Short exercise =>
Reproduce the lines of the material below without changes, starting with the line that contains "[locate] knitted hat" and ending with the line that contains "<point>785,324</point>", both included.

Recorded data =>
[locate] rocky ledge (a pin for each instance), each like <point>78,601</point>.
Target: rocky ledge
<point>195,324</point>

==

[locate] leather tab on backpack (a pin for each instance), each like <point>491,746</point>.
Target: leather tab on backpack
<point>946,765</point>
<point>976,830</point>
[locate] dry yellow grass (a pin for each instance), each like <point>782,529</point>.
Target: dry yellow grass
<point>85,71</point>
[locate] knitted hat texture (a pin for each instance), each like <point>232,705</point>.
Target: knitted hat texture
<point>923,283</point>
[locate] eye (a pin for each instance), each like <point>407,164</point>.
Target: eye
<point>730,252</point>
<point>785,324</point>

Result of the exercise =>
[locate] knitted hat texture (a pin for each instance), each like <point>232,705</point>.
Target: knitted hat texture
<point>923,283</point>
[locate] eye (a pin for each instance), each like <point>407,164</point>.
Target: eye
<point>730,252</point>
<point>785,324</point>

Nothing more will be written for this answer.